-- Start of Selection --
Re: Generalizing the stats hierarchy from Harald Alvestrand on 2012-09-28 (public-webrtc@w3.org from September 2012)

From: Harald Alvestrand <harald@alvestrand.no>
Date: Fri, 28 Sep 2012 11:54:39 +0200
To: Martin Thomson <martin.thomson@gmail.com>
CC: public-webrtc@w3.org
Message-ID: <506573DF.4000504@alvestrand.no>
On 09/27/2012 06:35 PM, Martin Thomson wrote:
> On 27 September 2012 07:49, Harald Alvestrand <harald@alvestrand.no> wrote:
>> (back to being serious on this thread, and top-posting because I want to
>> talk about general principles rather than details of a proposal..)
>>
>> My experience with stats systems (mostly SNMP, but also mrtg, nagios and a
>> couple of Google-internal systems) is that they generally descend to work on
>> basic items, and offer powerful graphing, summarization and alarming
>> features that work from these primitive values - but rarely, if ever, have I
>> found an interface where it's comfortable to work with structured values
>> directly.
> That is a concern that I can understand.  The only systems that I've
> seen work for any amount of structure are in reality tightly coupled,
> even if the interface is MIB.  The problem as I see it arises from
> having too large a surface area, which inevitably results in a
> mismatch between what the two sides need.  Compromises follow.
>
>> I *like* structured objects. They are extremely useful in many ways,
>> especially when thinking about things, but they are hard to handle. In
>> particular, in the WebIDL type system, having functions that return "either
>> an object or an array or a dictionary" is tricky.
> Actually that's untrue:
>    any getValue(DOMString key);
Except that Webkit's IDL doesn't support "any" in any meaningful sense...
>
> Or with union types:
>    (DOMString or double) getValue(DOMString key);
>
> That might have consequences for a strongly typed language that
> implements the IDL.  But let's be honest, we're talking about
> Javascript here - it's just not a problem.
-- End of Selection --
-- Start of Dataset content --
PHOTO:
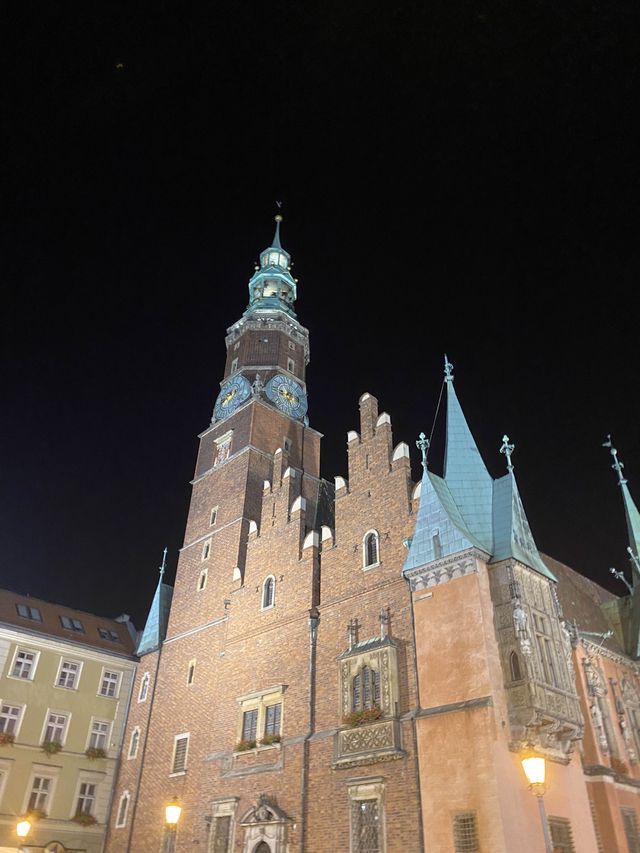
-- End of Dataset content --
Work to complete:
• 1. Answer these questions about the stats hierarchy message.
(a) Which stats system is named as the one mostly used, ahead of mrtg and nagios?
(b) According to the line beginning "Except that", whose IDL doesn't support "any" in any meaningful sense?
(c) Which language does the last quoted line say "we're talking about"?
• 2. Reproduce everything in the stats hierarchy message from "From: Harald Alvestrand" down to "of a proposal..)".
The data above come from a separate source.

Solutions in order:
• 1.
(a) SNMP
(b) Webkit's
(c) Javascript

• 2.
From: Harald Alvestrand <harald@alvestrand.no>
Date: Fri, 28 Sep 2012 11:54:39 +0200
To: Martin Thomson <martin.thomson@gmail.com>
CC: public-webrtc@w3.org
Message-ID: <506573DF.4000504@alvestrand.no>
On 09/27/2012 06:35 PM, Martin Thomson wrote:
> On 27 September 2012 07:49, Harald Alvestrand <harald@alvestrand.no> wrote:
>> (back to being serious on this thread, and top-posting because I want to
>> talk about general principles rather than details of a proposal..)